### Requisito
Filtra i dati qui sotto e copia ogni riga che contiene la parola "tower".

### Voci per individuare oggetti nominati
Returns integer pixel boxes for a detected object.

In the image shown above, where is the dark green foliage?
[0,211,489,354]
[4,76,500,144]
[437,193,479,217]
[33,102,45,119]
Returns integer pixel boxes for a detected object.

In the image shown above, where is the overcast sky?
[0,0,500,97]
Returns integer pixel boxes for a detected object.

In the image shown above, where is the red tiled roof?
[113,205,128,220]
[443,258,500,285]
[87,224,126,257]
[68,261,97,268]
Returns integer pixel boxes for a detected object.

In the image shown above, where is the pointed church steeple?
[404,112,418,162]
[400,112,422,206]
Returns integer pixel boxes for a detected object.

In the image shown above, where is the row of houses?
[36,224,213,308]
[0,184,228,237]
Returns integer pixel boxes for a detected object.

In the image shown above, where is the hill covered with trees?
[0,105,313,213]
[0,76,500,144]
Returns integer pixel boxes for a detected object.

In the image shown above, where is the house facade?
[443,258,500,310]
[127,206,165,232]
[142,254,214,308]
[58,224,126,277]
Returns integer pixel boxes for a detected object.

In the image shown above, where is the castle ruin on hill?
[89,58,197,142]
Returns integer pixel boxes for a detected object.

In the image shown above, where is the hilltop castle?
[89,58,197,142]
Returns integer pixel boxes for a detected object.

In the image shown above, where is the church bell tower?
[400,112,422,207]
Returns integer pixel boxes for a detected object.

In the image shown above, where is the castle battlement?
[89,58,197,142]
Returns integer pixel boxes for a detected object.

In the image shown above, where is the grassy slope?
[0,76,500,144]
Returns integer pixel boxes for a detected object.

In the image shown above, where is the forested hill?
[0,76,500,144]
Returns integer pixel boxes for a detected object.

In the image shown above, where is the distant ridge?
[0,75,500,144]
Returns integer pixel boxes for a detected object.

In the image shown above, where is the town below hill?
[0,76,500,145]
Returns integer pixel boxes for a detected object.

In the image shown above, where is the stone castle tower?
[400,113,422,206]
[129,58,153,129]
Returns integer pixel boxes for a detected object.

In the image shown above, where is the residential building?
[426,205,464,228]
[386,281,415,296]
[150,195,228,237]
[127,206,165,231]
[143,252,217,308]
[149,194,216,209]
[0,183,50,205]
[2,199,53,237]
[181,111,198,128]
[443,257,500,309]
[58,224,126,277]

### Compito svolto
In the image shown above, where is the church bell tower?
In the image shown above, where is the stone castle tower?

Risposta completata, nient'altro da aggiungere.